> [Problem details]
Answer these questions from the article on Sydney mansion sales:
1. Up to how many calls a day is Ken Jacobs fielding?
2. For about how much did the Newport property Casa Paloma sell?
3. Which suburb does Simon Cohen describe as "very hot"?

> [Source extract]
Top-end luxury property sales firing up
The top end of Sydney’s mansion market has seen a dramatic rush of activity in defiance of the usual winter cool-down.
The top end of Sydney’s mansion market has seen a dramatic rush of activity in defiance of the usual winter cool-down, with big names including model Jennifer Hawkins selling and radio star Jackie O buying homes.
Beneath the hubbub of celebrity mansion trades that are a staple of Sydney’s wealthy eastern suburbs and north shore, experts say the shock caused by the coronavirus crisis has prompted buyers to believe they can get into some of the city’s most tightly held nooks.
While the supply of grand homes is relatively constrained, that has not stopped some big-name buyers diving in.
Christie’s International Real Estate managing director Ken Jacobs is fielding up to 80 calls a day. “It would be the busiest winter I can ever remember,” he says.
Just this week he brokered, for Hawkins and husband Jake Wall, the sale of their Sydney waterfront home, the Newport property Casa Paloma, for about $20m.
That followed one of the year’s largest off-market transactions, when Shay Lewis-Thorp, daughter of late property tycoon Bernard Lewis, sold her Bellevue Hill mansion for $30m to neighbour Louise Christie.
Much of the activity is being driven by the fact that wealthy buyers are still in Sydney, rather than holidaying offshore, as COVID-19 restrictions have eased in NSW.
Jacobs says there are more buyers than available stock, and that includes interest from expats.
He says a new class of buyer is looking at moving to Australia permanently in the face of global uncertainty.
Jacobs says some savvy buyers see how the virus has been capped locally and the strong relative performance of the local economy.
He says that with multiple buyers interested in homes, there could be price growth. Even with a downturn he predicts a more polarised market, with the lower end falling while upper end properties sell at a premium.
Cohen Handler chief executive Simon Cohen says a year ago buyers were struggling to access the top end of the mansion market. But the coronavirus crisis has changed their behaviour.
“They think there’s less buyers because they think that people have been hit,” the buyer’s agent says. But if anything that has seen more buyers on the hunt at a time when up to 80 per cent of top end activity is off market.
There was an initial discount due to the virus but that is passing. “Some of the properties we bought at 10-15 per cent less than what we would have bought them at last year,” he said.
But new stock is selling at the same prices or at higher levels, as both local buyers and expats move in. Bellevue Hill is “very hot” and he secured properties for $3.5m and $8m in the past two weeks.

Records from a collection:
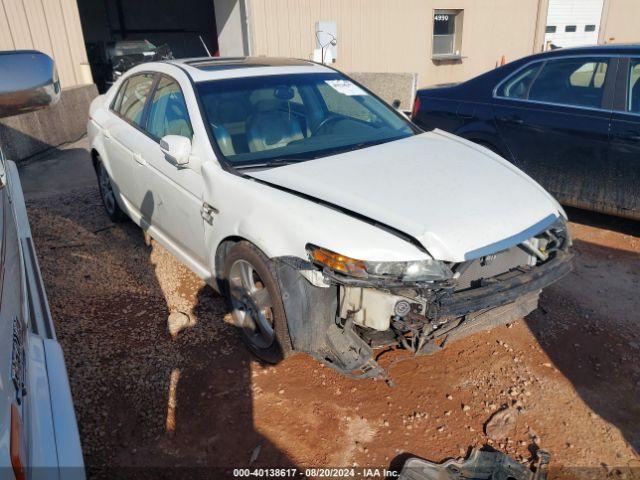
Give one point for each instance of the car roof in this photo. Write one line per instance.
(620, 49)
(214, 68)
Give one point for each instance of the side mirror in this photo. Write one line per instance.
(176, 148)
(28, 82)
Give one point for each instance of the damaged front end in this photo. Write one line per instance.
(339, 310)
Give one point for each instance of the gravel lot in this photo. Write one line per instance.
(570, 372)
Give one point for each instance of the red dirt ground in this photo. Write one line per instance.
(571, 369)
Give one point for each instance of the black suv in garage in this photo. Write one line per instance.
(570, 118)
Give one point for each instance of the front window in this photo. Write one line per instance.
(289, 118)
(168, 113)
(571, 81)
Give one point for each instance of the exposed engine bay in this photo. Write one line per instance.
(341, 319)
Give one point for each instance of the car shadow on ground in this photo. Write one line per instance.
(149, 404)
(589, 325)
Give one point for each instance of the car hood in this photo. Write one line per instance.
(458, 200)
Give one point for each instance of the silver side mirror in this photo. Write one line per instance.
(176, 148)
(28, 82)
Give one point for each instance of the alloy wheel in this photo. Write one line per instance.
(252, 304)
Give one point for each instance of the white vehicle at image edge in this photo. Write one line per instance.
(333, 225)
(38, 432)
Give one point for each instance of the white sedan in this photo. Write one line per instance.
(333, 225)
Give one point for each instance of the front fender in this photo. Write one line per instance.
(282, 224)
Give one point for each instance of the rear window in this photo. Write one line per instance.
(131, 103)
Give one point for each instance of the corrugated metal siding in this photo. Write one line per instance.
(51, 26)
(396, 35)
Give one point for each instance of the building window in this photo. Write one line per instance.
(447, 33)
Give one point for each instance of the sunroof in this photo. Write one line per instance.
(228, 63)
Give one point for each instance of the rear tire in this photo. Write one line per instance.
(256, 302)
(108, 195)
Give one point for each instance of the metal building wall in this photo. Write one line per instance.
(396, 35)
(51, 26)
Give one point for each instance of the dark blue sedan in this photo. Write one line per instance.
(570, 118)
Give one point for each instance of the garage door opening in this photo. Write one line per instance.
(145, 28)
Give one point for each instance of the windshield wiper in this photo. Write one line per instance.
(279, 162)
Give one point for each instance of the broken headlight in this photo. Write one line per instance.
(428, 270)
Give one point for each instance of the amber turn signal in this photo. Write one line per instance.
(337, 262)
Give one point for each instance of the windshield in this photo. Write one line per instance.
(133, 47)
(287, 118)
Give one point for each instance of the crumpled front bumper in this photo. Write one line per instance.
(316, 328)
(503, 289)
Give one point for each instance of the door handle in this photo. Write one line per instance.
(139, 159)
(512, 119)
(633, 135)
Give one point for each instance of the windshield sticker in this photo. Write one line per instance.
(345, 87)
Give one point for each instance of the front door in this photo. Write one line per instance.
(623, 159)
(554, 117)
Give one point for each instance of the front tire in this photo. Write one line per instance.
(256, 303)
(108, 195)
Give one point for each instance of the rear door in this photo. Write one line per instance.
(172, 194)
(622, 195)
(124, 136)
(554, 117)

> [Task response]
1. Up to 80 calls a day.
2. About $20m.
3. Bellevue Hill.